Exercice écrit. Traduisez en anglais la phrase suivante, tirée du texte fourni : « Par ailleurs, ce que vous détestez dans la pédagogie, c'est qu'elle réclame souplesse et adaptation. »

Sylvain Grandserre : Droit de réponses : lettres d’un jeune maître d’école (Editions Hachette Juin 2007)

Réponse à celui qui ne voit plus que ce qu’il croit.

Je m’interroge maintenant sur les raisons qui rendent certains d’entre vous si virulents à l’égard de la pédagogie. (…)

Quand vous affirmez que les maîtres des classes françaises se soumettraient aux caprices d'enfants gâtés, je ne vous demande plus qu'une chose : des preuves !
Car, franchement, de quoi parlez-vous ? Ces dérives que vous croyez deviner derrière des pratiques innovantes, où sont-elles ? Quand les avez-vous vues ? Qui donc agirait de la sorte ?
Votre ressenti fantasmé n'a décidément rien à voir avec la réalité.
Par ailleurs, ce que vous détestez dans la pédagogie, c'est qu'elle réclame souplesse et adaptation. Elle donne à l'enseignant une part de responsabilité nouvelle qui lui interdit la tentation d’une totale innocence lors de l'échec dans un apprentissage. Ceci peut être bien vécu si on l'estime comme une valorisation de notre rôle, mais peut aussi être perçu comme une nouvelle culpabilisation, nous désignant à l'avance comme seuls responsables de la non-réussite d'un processus aussi complexe que celui d'apprendre.

Enregistrements présentés.
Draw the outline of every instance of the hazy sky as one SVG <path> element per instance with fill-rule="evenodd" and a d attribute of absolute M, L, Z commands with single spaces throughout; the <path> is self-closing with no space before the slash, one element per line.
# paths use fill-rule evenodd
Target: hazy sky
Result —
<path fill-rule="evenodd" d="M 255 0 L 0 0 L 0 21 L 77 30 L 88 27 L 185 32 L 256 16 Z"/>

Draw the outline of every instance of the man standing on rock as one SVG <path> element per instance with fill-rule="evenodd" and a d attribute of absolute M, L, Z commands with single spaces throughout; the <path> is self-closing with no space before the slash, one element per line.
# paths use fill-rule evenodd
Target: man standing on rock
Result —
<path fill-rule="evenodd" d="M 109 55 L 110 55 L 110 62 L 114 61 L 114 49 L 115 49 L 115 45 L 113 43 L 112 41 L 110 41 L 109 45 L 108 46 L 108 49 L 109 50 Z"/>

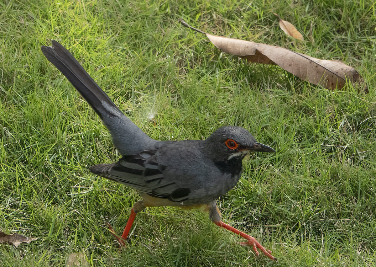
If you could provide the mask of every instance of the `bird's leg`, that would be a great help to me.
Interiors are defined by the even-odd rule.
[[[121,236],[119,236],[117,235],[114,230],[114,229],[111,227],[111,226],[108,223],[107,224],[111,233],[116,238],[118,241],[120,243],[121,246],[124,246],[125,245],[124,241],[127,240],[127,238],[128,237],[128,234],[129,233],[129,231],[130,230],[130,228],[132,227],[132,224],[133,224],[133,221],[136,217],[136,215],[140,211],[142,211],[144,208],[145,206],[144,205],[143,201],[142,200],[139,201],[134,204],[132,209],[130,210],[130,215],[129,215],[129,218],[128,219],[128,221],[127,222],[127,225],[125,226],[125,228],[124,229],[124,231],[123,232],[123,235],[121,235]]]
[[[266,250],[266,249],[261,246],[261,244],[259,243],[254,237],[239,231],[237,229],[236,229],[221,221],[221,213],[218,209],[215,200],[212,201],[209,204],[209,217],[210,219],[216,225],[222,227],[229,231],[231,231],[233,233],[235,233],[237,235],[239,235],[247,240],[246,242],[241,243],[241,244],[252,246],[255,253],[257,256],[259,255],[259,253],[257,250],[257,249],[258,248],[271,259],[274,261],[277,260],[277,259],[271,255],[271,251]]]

* * *

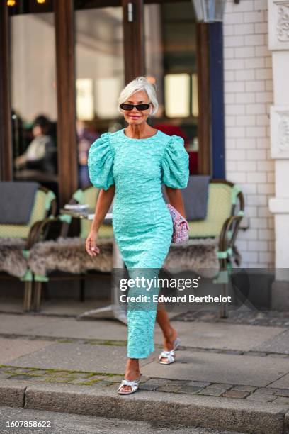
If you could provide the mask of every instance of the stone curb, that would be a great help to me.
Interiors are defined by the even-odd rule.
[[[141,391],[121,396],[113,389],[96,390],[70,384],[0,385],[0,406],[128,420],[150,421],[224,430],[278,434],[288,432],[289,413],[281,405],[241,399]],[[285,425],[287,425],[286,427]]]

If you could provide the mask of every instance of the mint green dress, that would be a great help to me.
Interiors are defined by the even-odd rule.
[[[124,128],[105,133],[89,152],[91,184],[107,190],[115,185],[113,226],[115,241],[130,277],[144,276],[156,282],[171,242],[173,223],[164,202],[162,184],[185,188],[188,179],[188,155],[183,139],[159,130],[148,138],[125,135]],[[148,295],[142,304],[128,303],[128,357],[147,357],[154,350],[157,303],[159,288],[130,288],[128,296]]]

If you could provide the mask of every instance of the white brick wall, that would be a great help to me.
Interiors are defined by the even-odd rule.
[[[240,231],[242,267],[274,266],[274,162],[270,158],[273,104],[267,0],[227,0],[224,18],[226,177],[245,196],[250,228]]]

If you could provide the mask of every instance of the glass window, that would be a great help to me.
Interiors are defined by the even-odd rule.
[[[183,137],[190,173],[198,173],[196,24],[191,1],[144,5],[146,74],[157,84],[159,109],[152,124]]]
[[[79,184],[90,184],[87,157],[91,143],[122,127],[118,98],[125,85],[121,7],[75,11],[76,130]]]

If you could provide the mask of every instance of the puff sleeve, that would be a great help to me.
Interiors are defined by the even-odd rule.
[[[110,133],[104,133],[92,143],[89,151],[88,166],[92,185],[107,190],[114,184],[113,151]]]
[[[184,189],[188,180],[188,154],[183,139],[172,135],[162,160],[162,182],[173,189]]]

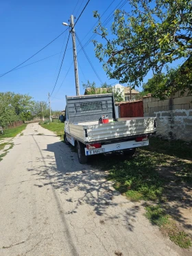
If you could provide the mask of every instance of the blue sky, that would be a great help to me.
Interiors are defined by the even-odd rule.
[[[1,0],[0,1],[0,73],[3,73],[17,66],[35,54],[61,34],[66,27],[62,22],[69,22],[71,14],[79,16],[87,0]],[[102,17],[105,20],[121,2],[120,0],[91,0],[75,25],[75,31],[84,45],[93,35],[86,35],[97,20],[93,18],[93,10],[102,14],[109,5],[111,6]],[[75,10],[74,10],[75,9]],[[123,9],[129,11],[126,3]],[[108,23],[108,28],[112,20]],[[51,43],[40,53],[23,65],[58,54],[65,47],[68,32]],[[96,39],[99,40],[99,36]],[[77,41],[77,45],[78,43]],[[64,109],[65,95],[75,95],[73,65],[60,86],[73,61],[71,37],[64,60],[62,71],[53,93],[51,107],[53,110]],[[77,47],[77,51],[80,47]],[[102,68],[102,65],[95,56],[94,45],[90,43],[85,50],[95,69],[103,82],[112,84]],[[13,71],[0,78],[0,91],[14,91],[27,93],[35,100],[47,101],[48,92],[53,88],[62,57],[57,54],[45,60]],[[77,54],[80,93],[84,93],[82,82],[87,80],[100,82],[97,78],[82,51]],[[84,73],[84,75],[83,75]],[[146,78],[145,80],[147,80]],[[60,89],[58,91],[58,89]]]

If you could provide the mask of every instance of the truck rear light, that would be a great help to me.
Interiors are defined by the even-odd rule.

==

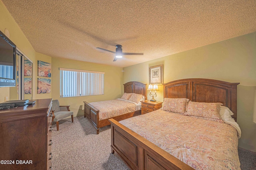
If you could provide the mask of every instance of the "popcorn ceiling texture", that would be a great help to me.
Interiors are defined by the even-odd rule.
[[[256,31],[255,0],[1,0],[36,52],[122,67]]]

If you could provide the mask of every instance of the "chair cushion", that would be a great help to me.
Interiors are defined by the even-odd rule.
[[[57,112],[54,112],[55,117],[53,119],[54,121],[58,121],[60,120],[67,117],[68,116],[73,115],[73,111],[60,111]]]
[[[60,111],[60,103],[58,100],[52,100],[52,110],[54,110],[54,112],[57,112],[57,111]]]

Corrigé. Moreover, what you hate about pedagogy is that it demands flexibility and adaptation.